• **Aufgabe 1**
Wie viele Mitglieder hat die Junge ÖVP laut dem Lesetext?
• **Aufgabe 2**
Fasse den Absatz des Lesetexts, der mit „Die Ziele der Schülervertreter“ beginnt, als Stichpunktliste zusammen und behalte dabei seine wichtigsten Fakten bei.
• **Aufgabe 3**
Aktualisiere einen Teil des Lesetexts und ersetze darin „Jugendorganisationen“ durch „Jugendverbände“. Beginne bei den Worten „Wien. Was hilft“ und höre nach „Karriere zu suchen.“ auf.

Mehr politische Bildung in Schulen, Onlineforen mit Politikern oder mehr Gewicht für Vorzugsstimmen: Auch die Jungen machen sich Gedanken zur Demokratiereform. Die Chancen auf Realisierung sind eher gering.
Wien. Was hilft „Wählen ab 16“, wenn politische Mitbestimmung die Jugendlichen nicht interessiert? Gegenfrage: Was hilft es, das Wahlalter zu senken, wenn die Jungen doch nicht mitreden können? Die Jugendorganisationen der Parteien versuchen das zumindest – auch wenn sie in der realen Politik meist nur als Randnotiz vorkommen. Demonstrationen und polarisierende Sprüche sind da oft das einzige politische Engagement, mit dem Jugendorganisationen auffallen. Zudem stehen ihre Vertreter unter dem Generalverdacht, in erster Linie ein Sprungbrett für eine parteinahe Karriere zu suchen.
Die Schülervertretung ist oft die erste Spielwiese für Jungfunktionäre. Vorfeldorganisationen der Parteien wie die rote Aktion kritischer Schüler (AKS) und die schwarze Schülerunion matchen sich um die Posten in der Landes- und Bundesschülervertretung – wobei die Schülerunion aufgrund effizienter Organisation die dominierende Rolle spielt.
Die Ziele der Schülervertreter sind auf den Schulraum beschränkt. Wichtigstes Anliegen: Das Fach politische Bildung soll verpflichtend zumindest ab der siebenten Schulstufe angeboten werden. Bundesschulsprecherin Angi Groß (Schülerunion) wünscht sich darüber hinaus, dass politische Bildung in jedem Fach, in dem Politik eine Rolle spielt, auch als Schwerpunkt inkludiert wird. Der Bundesobmann der Schülerunion, Thomas Gaar, will die Kommunikation zwischen Jugendlichen und Politikern verbessern. Er fordert, dass die Politiker in Onlineforen Schülern Rede und Antwort stehen. AKS-Chefin Christina Götschhofer wünscht sich mehr aktive Demokratie in der Schule: Sie will, dass die Bundesschülervertretung direkt in den Klassen gewählt wird.
Reihung nach Vorzugsstimmen
Die Jugendorganisationen haben auch die Reform des politischen Systems im Fokus. So strebt die Junge ÖVP – mit 100.000 Mitgliedern die größte Jugendpartei-Organisation – eine Wahlrechtsreform an: Nicht die Parteilisten sollen entscheiden, welche Kandidaten in den Nationalrat kommen, sondern die Vorzugsstimmen. Außerdem fordert Generalsekretär Dominik Thauerböck die Einführung eines Transparenzgesetzes: „Wir wollen keine gläsernen Bürger, sondern einen gläsernen Staat.“
Diana Witzani, Sprecherin der Jungen Grünen, propagiert eine andere Idee: Sie fordert die Kürzung der Parteienförderung um 75 Prozent und eine Umstrukturierung, damit Jugendliche ernst genommen werden.

(Gesammelte Dateneinträge)
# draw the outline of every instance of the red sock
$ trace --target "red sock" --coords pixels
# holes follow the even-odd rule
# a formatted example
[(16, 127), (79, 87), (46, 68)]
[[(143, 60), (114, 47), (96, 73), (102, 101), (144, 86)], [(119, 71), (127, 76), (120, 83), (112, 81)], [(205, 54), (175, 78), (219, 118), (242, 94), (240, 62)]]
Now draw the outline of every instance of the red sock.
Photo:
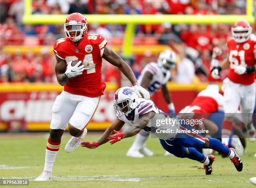
[(48, 140), (46, 149), (50, 151), (58, 151), (59, 149), (60, 142), (52, 142)]

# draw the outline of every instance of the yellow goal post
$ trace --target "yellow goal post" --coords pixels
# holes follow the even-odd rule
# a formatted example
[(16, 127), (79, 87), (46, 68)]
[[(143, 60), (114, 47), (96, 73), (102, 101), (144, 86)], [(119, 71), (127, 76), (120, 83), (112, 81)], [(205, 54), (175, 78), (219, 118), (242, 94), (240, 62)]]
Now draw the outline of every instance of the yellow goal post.
[[(25, 0), (24, 24), (64, 24), (67, 15), (33, 15), (32, 0)], [(85, 15), (88, 23), (100, 24), (126, 24), (123, 37), (123, 53), (125, 57), (132, 54), (132, 42), (136, 24), (159, 24), (169, 22), (172, 24), (233, 24), (244, 20), (250, 23), (254, 22), (253, 15), (253, 0), (246, 0), (246, 14), (243, 15)]]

• **Lösung 1**
Die Junge ÖVP hat 100.000 Mitglieder.

• **Lösung 2**
- Die Ziele der Schülervertreter beschränken sich auf den Schulraum.
- Wichtigstes Anliegen: Politische Bildung soll zumindest ab der siebenten Schulstufe ein verpflichtendes Fach sein.
- Bundesschulsprecherin Angi Groß (Schülerunion) will politische Bildung zusätzlich als Schwerpunkt in jedem Fach, in dem Politik eine Rolle spielt.
- Thomas Gaar, Bundesobmann der Schülerunion, will die Kommunikation zwischen Jugendlichen und Politikern verbessern. Politiker sollen Schülern in Onlineforen Rede und Antwort stehen.
- AKS-Chefin Christina Götschhofer will mehr aktive Demokratie in der Schule. Die Bundesschülervertretung soll direkt in den Klassen gewählt werden.

• **Lösung 3**
Wien. Was hilft „Wählen ab 16“, wenn politische Mitbestimmung die Jugendlichen nicht interessiert? Gegenfrage: Was hilft es, das Wahlalter zu senken, wenn die Jungen doch nicht mitreden können? Die Jugendverbände der Parteien versuchen das zumindest – auch wenn sie in der realen Politik meist nur als Randnotiz vorkommen. Demonstrationen und polarisierende Sprüche sind da oft das einzige politische Engagement, mit dem Jugendverbände auffallen. Zudem stehen ihre Vertreter unter dem Generalverdacht, in erster Linie ein Sprungbrett für eine parteinahe Karriere zu suchen.